# 2011 Door wont stay open



## AjRogue (Jun 22, 2015)

The driver side door will not stay open and I'm tired of having my leg crunched. Does anyone know the cause and what I can do to repair? Does anyone else have these issues, I've only ever seen one post on this and have not been able to find it.


----------



## quadraria10 (Jul 6, 2010)

Have a look at the door stay or whatever its called with the door wide open and you should see why its not stopping. If its sliding in and out with no resistance the problem is inside the door and whatever its slides in. You may try just wiping the grease off it and see if you cant increase the hold that way.


----------



## AjRogue (Jun 22, 2015)

I actually did this last night, getting the grease off helped but it looks like this piece may need to be replaced


----------



## quadraria10 (Jul 6, 2010)

Is it possible that it is somehow bent at the end that attaches to the cars door frame? Love to know what Nissan charges for those babies. Looks similar to what is on my 2006 X trail. You might want to find one off a wrecked rogue or some other Nissan model? Or maybe just try bending it back a wee bit?


----------



## AjRogue (Jun 22, 2015)

It does not appear to be bent, but there is a white plastic piece inside the middle section shown in the pic that the bar slides through and it acts like a spring loaded grip, this is the piece that is inside the door and I think it might be losing its spring, which is kind of surprising for a 2011 to already be worn out. But I have not heard much about this problem. I also have not found any rogues at the junkyards around here but that's not a bad thing! I guess I will see what Nissan charges for this part.


----------



## quadraria10 (Jul 6, 2010)

Figured there would be one or two crash victims, but I suspect its probably the same part in any and all nissans including those from the early 2000s. Maybe the dealer part will be cheap or they will give it to you free!. Somehow doubt it though.


----------

• • • • • • •

**Work instructions**.
1) Duplicate the forum thread about the door that will not stay open from "I actually did" to "back a wee bit?", reproducing each character as it stands.
2) Filter the entries below, keeping every line that contains the string "fountain". Matching is case-sensitive.

Stored entries:
• • • • • • •

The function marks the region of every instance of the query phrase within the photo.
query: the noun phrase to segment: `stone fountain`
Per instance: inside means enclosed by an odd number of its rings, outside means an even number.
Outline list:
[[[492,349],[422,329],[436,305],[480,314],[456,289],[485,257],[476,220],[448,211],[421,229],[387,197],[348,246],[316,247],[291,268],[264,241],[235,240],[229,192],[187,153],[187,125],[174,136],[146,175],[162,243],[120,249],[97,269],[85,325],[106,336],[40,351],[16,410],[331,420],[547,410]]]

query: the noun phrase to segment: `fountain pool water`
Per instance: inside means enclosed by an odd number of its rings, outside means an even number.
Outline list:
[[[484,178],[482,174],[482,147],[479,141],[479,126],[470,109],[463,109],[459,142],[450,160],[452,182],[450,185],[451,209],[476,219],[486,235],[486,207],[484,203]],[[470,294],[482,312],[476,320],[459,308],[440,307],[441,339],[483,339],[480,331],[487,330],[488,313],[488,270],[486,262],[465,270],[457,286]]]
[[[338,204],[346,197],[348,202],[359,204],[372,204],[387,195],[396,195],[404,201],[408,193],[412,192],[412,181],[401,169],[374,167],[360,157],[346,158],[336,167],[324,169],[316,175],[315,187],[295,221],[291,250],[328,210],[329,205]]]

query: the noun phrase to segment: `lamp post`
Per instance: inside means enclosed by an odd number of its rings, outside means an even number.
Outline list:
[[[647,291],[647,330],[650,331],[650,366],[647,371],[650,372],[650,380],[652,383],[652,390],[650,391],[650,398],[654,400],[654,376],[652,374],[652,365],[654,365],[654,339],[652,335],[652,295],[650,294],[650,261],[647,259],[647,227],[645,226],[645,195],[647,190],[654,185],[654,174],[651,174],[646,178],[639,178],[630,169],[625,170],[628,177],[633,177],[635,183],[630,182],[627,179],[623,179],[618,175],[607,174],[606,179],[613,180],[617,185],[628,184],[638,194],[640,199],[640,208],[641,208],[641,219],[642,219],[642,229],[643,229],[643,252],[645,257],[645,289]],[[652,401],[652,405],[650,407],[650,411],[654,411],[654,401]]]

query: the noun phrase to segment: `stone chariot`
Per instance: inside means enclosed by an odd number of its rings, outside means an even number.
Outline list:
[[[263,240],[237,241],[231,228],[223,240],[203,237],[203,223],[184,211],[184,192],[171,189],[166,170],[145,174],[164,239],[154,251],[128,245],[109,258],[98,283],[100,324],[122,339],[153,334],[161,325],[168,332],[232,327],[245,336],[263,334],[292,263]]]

• • • • • • •

**Expected responses**.
1)
I actually did this last night, getting the grease off helped but it looks like this piece may need to be replaced


----------



## quadraria10 (Jul 6, 2010)

Is it possible that it is somehow bent at the end that attaches to the cars door frame? Love to know what Nissan charges for those babies. Looks similar to what is on my 2006 X trail. You might want to find one off a wrecked rogue or some other Nissan model? Or maybe just try bending it back a wee bit?

2)
query: the noun phrase to segment: `stone fountain`
query: the noun phrase to segment: `fountain pool water`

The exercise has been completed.